What this task involves ▸
The records that follow should be retyped word for word.

(Some records)
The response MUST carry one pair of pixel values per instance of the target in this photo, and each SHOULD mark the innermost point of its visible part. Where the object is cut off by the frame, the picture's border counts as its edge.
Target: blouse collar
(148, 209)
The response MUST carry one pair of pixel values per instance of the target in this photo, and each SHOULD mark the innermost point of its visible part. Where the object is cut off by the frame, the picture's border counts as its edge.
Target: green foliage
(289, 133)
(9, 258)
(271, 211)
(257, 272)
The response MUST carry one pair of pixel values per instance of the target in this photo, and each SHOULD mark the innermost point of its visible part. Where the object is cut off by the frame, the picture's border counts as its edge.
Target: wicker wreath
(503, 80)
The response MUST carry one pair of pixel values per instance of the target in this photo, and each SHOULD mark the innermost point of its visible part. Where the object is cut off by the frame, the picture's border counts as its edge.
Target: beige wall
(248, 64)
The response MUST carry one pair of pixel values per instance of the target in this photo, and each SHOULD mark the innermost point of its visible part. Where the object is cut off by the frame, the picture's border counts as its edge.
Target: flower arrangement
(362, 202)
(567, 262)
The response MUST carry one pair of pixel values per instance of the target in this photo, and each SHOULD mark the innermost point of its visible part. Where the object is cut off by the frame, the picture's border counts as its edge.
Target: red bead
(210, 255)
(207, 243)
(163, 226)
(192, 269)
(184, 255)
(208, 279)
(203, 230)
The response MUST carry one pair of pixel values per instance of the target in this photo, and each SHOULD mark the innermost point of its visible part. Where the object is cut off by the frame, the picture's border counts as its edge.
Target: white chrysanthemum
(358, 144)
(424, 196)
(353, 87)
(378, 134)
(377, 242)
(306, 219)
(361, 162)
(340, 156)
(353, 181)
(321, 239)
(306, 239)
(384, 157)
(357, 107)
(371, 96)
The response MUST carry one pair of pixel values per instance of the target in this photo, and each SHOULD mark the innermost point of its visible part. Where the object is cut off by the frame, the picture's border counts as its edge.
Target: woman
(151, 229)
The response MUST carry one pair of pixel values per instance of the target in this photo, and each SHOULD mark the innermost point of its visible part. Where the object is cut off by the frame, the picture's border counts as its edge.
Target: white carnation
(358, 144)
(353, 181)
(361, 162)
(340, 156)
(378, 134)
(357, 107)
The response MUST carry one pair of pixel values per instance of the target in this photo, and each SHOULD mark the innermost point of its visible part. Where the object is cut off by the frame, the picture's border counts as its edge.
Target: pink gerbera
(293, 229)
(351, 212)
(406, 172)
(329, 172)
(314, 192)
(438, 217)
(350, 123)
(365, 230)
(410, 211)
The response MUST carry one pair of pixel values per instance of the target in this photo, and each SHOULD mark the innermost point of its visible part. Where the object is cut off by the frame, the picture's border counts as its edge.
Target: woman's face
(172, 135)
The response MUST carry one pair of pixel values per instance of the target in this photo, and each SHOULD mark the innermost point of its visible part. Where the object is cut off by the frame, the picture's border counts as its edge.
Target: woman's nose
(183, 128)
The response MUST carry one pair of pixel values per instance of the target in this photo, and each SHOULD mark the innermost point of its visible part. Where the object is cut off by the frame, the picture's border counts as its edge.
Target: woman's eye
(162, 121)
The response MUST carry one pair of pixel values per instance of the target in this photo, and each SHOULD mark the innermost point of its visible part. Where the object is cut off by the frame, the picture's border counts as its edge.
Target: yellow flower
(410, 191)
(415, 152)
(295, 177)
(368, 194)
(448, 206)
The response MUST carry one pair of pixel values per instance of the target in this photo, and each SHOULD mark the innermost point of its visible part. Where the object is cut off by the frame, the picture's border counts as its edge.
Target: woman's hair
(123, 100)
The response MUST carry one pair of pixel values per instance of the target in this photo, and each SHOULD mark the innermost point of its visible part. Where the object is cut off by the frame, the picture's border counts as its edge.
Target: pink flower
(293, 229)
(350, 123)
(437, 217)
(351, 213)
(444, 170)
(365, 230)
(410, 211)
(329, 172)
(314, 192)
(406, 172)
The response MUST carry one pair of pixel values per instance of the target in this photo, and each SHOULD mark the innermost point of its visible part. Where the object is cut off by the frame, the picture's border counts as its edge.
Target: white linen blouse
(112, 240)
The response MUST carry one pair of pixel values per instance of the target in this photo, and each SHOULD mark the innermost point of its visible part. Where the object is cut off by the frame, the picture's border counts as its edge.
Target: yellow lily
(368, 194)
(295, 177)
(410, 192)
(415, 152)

Task output ▸
The response MUST carry one pair of pixel values per instance of the target in this photo, and each SHOULD mark the innermost point of its visible part. Where the object is cut off by the frame, the picture's border counts as its edge.
Target: blouse collar
(148, 209)
The response MUST carry one pair of pixel values per instance of the target in this photo, and each SHOULD mark the innermost point of its visible part. Where the object is cut off by the frame, the picture's border counts as its edge.
Target: green foliage
(289, 133)
(9, 258)
(271, 211)
(257, 272)
The response MUST carry one pair of pixel values per instance of the target in this photo, and each SHOULD mark the innermost point of its visible part. Where the object is cut off by the frame, the picture's border counts as its edge.
Target: wicker wreath
(503, 80)
The response MUST carry one pair of pixel values per instance of the target in this photo, and each SHOULD mark the innermost point of its visible part. Where the object is cut off by the frame, the picture's border counts as its edge.
Target: beige wall
(248, 64)
The response MUST carry one pair of pixel values per instance of the target in this photo, and each SHOULD mark the innermost point of its visible part. Where the object is cut off by the frame, the picture's border counts as its edge.
Target: flower arrangement
(362, 202)
(567, 262)
The response MUST carry one pair of pixel values per instance of the target in this photo, and each SHOULD mark the innermost point of its visible part. Where the object is cut off by the frame, the picture's border counts as its edge.
Target: red bead
(210, 255)
(207, 243)
(163, 226)
(192, 269)
(184, 255)
(208, 279)
(203, 230)
The response MUST carry one pair of pixel values per instance of the target in this photo, and each SHOULD mark the innermost point of its visible part. Where the object is cut off by the frame, the picture's border counts as its edge.
Target: white chrysanthemum
(358, 144)
(424, 196)
(353, 87)
(378, 134)
(377, 242)
(306, 219)
(361, 162)
(340, 156)
(353, 181)
(321, 239)
(306, 239)
(384, 157)
(357, 107)
(371, 96)
The response MUST carry one pair of pixel values per instance of the target in this photo, and each SHOULD mark the innermost point of its visible part. Where the object is cut off by the frame, the picture's border counts as its edge.
Target: woman
(151, 229)
The response MUST carry one pair of pixel values per instance of the target in this photo, and each SHOULD mark the innermost point of its visible part. Where the object is cut off by the frame, the picture's border counts as its edge.
Target: white carnation
(358, 144)
(353, 181)
(361, 162)
(340, 156)
(378, 134)
(357, 107)
The response MUST carry one pair of pixel values per instance of the target in this photo, and each SHOULD mark the innermost point of its visible part. Where the object is cut off by the frame, the picture's border counts as its edge.
Target: pink gerbera
(293, 229)
(351, 212)
(406, 172)
(329, 172)
(314, 192)
(438, 217)
(350, 123)
(365, 230)
(410, 211)
The response MUST carry one pair of pixel values per instance of the target in this photo, and each SHOULD mark the innermost point of its visible part. Where the object is cut off by the frame, the picture's border counts as its edge.
Target: woman's face
(172, 135)
The response MUST carry one pair of pixel values per instance of the target in this photo, and each SHOULD mark the innermost point of its visible part. Where the object is cut off by the frame, the picture's border counts as its edge.
Target: woman's nose
(183, 128)
The response MUST carry one pair of pixel values per instance of the target in this photo, and each SHOULD mark the innermost point of its visible part. Where the object is cut off by the frame, the picture's border counts as its edge.
Target: woman's eye
(162, 121)
The response MUST carry one pair of pixel values per instance of the target in this photo, and each SHOULD mark the innermost point of its visible part. Where the object is cut off by the frame, the picture's border counts as its edge.
Target: yellow flower
(410, 191)
(415, 152)
(295, 177)
(368, 194)
(448, 206)
The response MUST carry one pair of pixel values per instance of the target in this photo, and each SHOULD mark the innermost point of its visible part. Where the object is cut off by the frame, the picture's border counts as its edge.
Target: woman's hair
(123, 100)
The response MUST carry one pair of pixel values per instance of the target in this photo, and each SHOULD mark the innermost point of its visible part. Where the object is cut off by the frame, the picture's border counts as its edge.
Target: pink flower
(293, 229)
(350, 123)
(437, 217)
(351, 213)
(444, 170)
(365, 230)
(410, 211)
(329, 172)
(314, 192)
(406, 172)
The response MUST carry one pair of pixel values per instance of the target in this photo, and each SHOULD mark the innermost point of its visible part. Where the object is cut off by the frame, the picture's border counts as its edge.
Target: white linen blouse
(112, 240)
The response MUST carry one pair of pixel values per instance of the target in this photo, and each SHOULD mark the innermost point of its visible part. Where the object is cut off by the frame, the picture's border counts as its edge.
Target: yellow lily
(368, 194)
(295, 177)
(410, 192)
(415, 152)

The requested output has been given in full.